Work to do: Count how many lines in the listing below contain the string "wheel", with case taken into account, and give only that number.

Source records
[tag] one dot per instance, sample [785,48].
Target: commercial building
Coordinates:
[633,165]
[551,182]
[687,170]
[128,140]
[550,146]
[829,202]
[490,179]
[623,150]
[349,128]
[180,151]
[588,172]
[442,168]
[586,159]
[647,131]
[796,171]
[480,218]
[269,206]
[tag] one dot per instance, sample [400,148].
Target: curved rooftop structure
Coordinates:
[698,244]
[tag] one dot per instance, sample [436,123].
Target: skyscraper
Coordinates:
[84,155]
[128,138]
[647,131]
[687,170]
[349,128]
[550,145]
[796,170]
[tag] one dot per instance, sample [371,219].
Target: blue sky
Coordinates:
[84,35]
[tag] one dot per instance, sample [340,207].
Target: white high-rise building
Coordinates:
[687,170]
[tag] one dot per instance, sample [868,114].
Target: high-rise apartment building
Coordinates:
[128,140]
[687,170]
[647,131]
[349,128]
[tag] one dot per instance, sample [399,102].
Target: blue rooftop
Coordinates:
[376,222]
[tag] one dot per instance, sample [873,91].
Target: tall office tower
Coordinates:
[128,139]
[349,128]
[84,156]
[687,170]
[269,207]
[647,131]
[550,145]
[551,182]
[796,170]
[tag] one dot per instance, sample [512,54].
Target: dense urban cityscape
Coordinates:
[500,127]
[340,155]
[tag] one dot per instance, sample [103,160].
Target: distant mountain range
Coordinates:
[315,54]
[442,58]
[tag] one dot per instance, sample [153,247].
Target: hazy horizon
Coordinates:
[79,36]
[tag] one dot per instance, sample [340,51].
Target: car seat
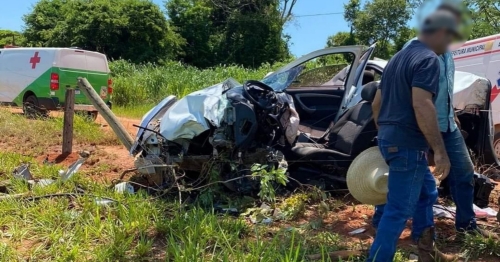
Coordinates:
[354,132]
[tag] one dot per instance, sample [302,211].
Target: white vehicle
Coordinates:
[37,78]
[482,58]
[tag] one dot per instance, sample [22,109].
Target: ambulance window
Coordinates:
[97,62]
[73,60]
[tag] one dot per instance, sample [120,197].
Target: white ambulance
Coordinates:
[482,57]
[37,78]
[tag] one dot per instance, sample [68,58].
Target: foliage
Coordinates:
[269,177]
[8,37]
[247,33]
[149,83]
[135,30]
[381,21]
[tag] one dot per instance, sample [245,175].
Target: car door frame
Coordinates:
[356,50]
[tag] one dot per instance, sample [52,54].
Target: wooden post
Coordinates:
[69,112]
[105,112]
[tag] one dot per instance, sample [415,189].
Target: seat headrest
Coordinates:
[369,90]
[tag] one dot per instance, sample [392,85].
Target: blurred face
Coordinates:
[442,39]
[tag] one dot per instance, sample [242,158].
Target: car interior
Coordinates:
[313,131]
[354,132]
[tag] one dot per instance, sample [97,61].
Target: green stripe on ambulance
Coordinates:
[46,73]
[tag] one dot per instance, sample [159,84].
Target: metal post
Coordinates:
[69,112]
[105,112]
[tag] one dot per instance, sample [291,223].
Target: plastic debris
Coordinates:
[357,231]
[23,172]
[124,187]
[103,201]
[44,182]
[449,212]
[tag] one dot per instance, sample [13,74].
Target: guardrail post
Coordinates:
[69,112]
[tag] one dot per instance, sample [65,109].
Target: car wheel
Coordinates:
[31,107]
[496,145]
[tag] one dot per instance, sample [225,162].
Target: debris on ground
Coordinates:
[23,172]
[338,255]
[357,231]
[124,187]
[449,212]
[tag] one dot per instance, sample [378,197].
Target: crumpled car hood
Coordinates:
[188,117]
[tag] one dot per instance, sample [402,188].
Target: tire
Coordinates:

...

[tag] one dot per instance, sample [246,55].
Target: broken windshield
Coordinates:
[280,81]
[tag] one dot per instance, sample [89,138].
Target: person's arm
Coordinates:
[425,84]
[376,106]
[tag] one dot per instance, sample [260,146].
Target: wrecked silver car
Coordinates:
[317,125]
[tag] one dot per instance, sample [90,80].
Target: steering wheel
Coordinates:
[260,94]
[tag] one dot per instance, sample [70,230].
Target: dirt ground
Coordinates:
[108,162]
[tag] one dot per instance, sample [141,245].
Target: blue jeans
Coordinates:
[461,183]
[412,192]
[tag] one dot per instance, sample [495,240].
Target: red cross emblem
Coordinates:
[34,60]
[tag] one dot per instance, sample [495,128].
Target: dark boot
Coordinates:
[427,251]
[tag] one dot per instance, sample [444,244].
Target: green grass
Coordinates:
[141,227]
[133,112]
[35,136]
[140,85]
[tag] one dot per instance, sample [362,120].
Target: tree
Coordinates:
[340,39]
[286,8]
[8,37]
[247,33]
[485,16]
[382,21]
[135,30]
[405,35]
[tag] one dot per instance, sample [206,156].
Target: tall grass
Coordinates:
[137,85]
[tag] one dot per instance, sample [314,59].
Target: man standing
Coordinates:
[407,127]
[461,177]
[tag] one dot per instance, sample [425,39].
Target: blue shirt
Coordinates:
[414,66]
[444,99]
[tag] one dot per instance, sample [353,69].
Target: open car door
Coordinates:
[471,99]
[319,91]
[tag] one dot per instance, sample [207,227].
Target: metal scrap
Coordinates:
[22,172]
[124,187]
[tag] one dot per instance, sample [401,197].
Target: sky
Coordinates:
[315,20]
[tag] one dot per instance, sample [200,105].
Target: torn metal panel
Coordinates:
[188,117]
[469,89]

Completed task: 2